:: Information shown ::
::::

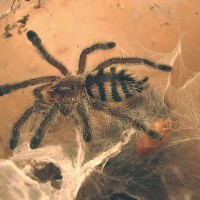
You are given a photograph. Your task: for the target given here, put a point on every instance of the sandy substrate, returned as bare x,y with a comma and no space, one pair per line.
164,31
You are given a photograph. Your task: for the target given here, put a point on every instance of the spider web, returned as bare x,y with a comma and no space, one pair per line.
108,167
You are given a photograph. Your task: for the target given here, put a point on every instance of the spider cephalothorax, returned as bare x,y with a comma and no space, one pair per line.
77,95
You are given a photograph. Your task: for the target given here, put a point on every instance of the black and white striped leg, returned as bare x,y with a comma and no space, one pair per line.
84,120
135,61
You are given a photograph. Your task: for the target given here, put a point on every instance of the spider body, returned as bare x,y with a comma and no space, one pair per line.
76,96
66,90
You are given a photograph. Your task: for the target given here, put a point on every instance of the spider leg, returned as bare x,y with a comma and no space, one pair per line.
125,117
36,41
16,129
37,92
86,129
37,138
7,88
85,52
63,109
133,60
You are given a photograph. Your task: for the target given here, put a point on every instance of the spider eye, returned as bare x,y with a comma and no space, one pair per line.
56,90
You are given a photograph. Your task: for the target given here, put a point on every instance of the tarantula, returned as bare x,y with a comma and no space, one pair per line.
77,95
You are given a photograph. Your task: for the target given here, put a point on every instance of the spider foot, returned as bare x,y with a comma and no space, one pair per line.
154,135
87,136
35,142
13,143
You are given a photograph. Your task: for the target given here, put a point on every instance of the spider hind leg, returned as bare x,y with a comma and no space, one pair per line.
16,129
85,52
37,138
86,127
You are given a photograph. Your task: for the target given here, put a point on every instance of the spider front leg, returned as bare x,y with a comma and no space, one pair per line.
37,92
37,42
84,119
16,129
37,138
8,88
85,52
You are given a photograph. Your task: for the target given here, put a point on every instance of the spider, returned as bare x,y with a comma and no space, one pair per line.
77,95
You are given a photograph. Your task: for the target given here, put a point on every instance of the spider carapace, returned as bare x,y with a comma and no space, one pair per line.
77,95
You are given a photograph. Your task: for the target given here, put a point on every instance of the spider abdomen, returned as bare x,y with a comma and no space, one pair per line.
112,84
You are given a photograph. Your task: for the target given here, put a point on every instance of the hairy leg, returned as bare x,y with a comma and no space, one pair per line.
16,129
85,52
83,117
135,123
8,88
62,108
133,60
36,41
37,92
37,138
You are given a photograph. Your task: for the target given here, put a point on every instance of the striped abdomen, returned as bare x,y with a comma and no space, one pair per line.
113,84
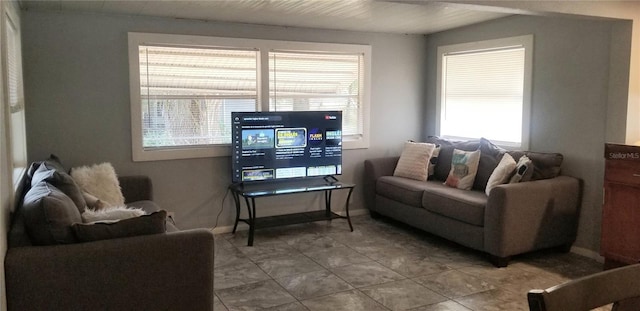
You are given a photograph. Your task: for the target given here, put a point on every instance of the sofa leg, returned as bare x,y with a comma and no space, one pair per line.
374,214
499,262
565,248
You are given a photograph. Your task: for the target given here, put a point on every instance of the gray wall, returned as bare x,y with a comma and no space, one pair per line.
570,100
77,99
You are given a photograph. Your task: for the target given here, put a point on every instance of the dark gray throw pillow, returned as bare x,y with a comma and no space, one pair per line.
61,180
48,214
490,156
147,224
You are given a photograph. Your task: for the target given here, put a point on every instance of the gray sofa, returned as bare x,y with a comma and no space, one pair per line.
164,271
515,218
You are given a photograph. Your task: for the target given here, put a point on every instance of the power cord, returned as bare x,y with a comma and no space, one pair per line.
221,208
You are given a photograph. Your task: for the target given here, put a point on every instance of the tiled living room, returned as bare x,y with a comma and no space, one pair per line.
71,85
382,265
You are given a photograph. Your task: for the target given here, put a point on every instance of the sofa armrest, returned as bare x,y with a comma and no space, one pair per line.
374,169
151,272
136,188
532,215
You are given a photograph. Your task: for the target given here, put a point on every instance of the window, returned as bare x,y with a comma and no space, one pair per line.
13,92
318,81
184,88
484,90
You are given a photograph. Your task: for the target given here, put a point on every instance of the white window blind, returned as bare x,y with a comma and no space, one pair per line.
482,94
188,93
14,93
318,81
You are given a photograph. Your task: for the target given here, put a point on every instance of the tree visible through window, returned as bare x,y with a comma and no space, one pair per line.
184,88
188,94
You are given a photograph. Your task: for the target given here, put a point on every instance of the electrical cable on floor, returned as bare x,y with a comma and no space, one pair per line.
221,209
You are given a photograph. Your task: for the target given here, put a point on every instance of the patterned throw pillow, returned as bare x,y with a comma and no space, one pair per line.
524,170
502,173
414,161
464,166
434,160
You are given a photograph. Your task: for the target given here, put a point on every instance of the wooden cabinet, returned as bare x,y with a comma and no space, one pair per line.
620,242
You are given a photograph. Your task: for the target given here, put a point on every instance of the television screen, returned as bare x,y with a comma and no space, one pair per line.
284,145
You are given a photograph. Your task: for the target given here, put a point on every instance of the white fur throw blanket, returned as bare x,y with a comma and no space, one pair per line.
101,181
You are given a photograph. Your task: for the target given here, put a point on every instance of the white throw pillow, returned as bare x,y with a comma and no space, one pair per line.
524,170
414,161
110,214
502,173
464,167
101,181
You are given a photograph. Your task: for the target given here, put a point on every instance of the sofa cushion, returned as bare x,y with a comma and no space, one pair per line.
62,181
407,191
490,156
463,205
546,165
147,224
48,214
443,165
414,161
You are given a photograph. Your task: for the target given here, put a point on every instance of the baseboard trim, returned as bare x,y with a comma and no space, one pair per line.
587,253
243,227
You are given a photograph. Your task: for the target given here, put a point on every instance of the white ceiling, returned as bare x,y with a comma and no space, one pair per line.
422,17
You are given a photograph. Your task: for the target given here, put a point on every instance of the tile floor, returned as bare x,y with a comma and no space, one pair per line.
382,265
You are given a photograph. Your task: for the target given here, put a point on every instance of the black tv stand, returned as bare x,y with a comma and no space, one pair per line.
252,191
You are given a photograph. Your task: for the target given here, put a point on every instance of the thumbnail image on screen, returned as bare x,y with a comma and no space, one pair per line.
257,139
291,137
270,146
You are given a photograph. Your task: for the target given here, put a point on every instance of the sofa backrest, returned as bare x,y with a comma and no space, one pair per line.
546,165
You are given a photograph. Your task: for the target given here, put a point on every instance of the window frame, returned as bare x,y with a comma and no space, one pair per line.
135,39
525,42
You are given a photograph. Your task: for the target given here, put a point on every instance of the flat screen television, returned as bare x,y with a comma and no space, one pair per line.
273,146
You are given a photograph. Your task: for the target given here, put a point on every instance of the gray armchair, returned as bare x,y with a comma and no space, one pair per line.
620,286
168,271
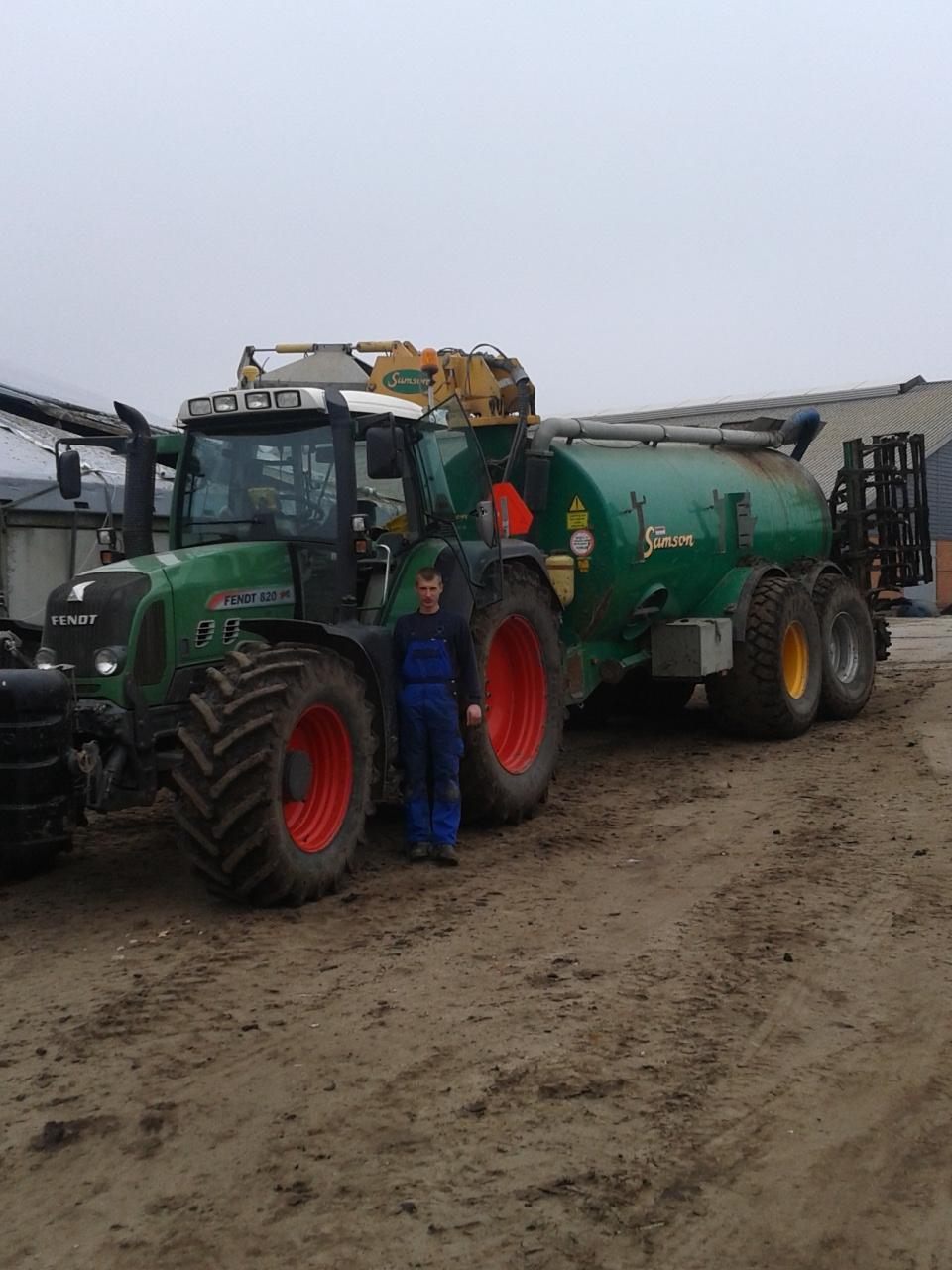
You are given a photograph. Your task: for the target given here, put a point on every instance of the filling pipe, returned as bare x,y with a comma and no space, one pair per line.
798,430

::::

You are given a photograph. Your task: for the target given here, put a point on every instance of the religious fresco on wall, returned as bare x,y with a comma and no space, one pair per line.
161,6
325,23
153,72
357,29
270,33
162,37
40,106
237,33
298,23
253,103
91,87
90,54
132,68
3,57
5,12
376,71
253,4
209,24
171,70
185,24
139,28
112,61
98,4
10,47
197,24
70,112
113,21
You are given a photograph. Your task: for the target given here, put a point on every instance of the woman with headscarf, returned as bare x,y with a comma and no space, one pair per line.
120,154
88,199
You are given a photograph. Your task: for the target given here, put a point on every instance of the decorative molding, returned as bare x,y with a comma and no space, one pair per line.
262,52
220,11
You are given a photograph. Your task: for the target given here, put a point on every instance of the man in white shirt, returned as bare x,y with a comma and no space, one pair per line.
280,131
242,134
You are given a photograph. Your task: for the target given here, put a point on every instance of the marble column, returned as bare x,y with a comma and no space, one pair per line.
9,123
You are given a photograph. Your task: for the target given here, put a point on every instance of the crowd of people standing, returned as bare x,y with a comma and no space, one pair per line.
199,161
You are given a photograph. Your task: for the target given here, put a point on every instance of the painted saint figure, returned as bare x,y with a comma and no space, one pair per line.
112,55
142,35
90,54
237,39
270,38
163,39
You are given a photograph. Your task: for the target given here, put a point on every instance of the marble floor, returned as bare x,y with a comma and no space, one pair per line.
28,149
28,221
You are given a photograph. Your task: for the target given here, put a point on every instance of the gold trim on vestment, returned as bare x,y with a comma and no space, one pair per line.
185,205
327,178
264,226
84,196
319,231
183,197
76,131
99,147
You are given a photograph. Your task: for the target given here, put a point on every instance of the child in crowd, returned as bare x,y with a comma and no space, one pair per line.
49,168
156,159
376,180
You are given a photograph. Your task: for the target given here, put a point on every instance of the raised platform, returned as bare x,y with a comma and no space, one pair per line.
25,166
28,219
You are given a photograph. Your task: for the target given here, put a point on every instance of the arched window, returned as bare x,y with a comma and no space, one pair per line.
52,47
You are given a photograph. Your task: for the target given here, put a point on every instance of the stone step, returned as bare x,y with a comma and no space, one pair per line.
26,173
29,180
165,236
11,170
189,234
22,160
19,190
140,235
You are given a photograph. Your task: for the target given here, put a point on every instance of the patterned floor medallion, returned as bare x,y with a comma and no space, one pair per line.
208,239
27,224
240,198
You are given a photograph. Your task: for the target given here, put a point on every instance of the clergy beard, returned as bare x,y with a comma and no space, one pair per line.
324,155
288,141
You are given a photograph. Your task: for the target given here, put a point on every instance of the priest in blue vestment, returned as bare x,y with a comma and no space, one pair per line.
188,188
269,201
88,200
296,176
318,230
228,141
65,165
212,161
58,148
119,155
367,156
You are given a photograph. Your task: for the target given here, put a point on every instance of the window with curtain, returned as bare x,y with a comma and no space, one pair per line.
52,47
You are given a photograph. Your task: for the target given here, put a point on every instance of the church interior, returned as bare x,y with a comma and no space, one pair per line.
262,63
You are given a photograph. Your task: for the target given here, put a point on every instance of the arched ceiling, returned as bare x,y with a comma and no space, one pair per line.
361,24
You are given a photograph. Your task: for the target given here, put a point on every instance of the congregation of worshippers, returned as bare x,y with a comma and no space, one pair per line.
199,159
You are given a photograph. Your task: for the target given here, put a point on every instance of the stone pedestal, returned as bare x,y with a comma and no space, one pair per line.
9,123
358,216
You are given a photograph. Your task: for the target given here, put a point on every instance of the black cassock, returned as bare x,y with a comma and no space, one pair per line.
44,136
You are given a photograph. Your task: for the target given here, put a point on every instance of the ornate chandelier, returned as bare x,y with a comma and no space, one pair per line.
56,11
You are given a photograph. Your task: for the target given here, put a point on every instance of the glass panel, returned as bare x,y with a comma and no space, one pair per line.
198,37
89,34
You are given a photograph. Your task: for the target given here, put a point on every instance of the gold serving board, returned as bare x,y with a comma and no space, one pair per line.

::::

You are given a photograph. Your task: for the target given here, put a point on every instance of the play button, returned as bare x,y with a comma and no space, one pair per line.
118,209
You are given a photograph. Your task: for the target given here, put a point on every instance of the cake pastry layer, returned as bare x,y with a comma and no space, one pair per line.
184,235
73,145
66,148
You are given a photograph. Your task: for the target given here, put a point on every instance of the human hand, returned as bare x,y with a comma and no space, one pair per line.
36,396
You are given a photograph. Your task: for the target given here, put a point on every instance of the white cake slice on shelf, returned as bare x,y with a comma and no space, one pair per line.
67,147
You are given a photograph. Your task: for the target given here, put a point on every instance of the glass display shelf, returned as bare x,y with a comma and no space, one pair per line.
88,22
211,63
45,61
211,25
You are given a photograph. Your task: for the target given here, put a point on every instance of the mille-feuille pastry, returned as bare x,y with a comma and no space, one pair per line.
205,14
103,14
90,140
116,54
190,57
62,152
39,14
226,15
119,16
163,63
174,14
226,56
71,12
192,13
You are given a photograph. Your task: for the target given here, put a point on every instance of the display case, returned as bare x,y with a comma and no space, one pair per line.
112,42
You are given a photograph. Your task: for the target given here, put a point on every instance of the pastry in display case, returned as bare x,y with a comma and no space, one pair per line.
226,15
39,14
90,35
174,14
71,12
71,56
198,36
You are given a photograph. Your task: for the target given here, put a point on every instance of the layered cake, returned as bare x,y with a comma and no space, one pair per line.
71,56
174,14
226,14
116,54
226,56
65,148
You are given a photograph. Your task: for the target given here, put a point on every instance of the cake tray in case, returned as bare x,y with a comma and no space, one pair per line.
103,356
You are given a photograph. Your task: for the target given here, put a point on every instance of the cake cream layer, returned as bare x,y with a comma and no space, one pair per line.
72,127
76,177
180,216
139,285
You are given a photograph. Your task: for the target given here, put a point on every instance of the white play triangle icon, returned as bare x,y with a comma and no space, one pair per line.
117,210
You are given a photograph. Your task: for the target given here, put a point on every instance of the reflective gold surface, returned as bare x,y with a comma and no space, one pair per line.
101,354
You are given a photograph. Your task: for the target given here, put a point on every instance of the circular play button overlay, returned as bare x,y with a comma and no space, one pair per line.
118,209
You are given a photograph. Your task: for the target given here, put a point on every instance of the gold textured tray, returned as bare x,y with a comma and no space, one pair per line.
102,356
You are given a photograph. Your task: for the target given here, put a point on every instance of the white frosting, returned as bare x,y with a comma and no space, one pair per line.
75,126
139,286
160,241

::::

:: Task instructions ::
Repeat the lines starting at the one containing "glass panel, returned" and ending at the one containing "the gold serving", substituting "silver serving tray" for "gold serving board" and leaving everything else as it is.

:: Solution to the exercise ::
You are given a photograph. Your task: for the target given here, put a point on every instance of the glass panel, returned as bare x,y with a comma and no space, one pair per line.
198,37
89,34
You are given a photograph. Your task: for the target given here, put a point on every instance of the silver serving tray, returned as bare x,y with a comma and no space, one pair per line.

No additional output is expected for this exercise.